◆ Text ◆
^^^^^^^^

Rewind to just before move 26:
click for larger view
White continues 26.Rae1 and Black continued 26.Rhg8? setting up the puzzle position. Instead
26...Rd8! defends. Hee's an interactive link to Crafty Endgame Simulator:
White has the advantage, but converting it without the help of an engine is another matter. I had to settle for repetition in the line 26...Rd8 27.Qf2 Kb8 28.R1e6 Qg4 29.b3 (not 29.Rf6 Qa4+!) h5 30.Rf6 Rhf8 31.Ref7 Rfe8 32.Kd2 Qh3 33.Rxf5 Qh1 34.Qf1 Qh2+ 35.Qf2 Qh1 etc. Enjoy doing better!
|Feb-29-12|| ||vrandolph: Think this was easier than yesterday.|
|Feb-29-12|| ||dufferps: As I viewed this sequence, I thought, "How clever of Aagaard to move 29.Rxb7+ for a sure win instead of the oh-so-inviting 29.Qxb7+." But as I looked at the possible sequences after 29.Qxb7+, I saw that it was at least as efficient in forcing a sure win - in fact more so.

^^^^^^^^

◆ Given information ◆
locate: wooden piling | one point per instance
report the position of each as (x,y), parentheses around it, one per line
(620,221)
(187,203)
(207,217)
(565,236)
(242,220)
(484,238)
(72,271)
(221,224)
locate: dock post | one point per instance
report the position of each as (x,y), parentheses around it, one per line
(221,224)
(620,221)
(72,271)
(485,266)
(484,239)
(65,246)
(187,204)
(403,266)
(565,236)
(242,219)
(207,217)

^^^^^^^^

◆ Exercise tasks ◆
(1) Answer these about the chess commentary:
(a) Which move does the commentary give as the defense at move 26?
(b) How did vrandolph rate this puzzle against the one from the previous day?
(c) Which move did dufferps find at least as efficient as 29.Rxb7+?
(2) Write the next part of the chess commentary, starting after its last sentence.

◆ Written responses ◆
(1)
(a) 26...Rd8!
(b) Easier than yesterday's.
(c) 29.Qxb7+

(2)
29.Qxb7+ Kc5, 30.b4# or
29.Qxb7+ Ka5, 30.b4+ Ka4 31.Qa6#
|Feb-29-12|| ||Gilmoy: From 2004: <iron maiden: we don't actually> know how to <play chess on this site; we just> mumble :)|
<Once: It's that golden moment <again.>>
Because Once is not enough!
<... the closest that law-abiding happily <married> men/women can get to a bit of visceral excitement.>
Is that before or after the "again" part? :)
(he: That's what makes it exciting!)
(she: and later, the visceral)
I saw 29.Qxb7+, which also seems to (laboriously) mate. Re-wire my principle: use <both> pieces, the Q can still jump in.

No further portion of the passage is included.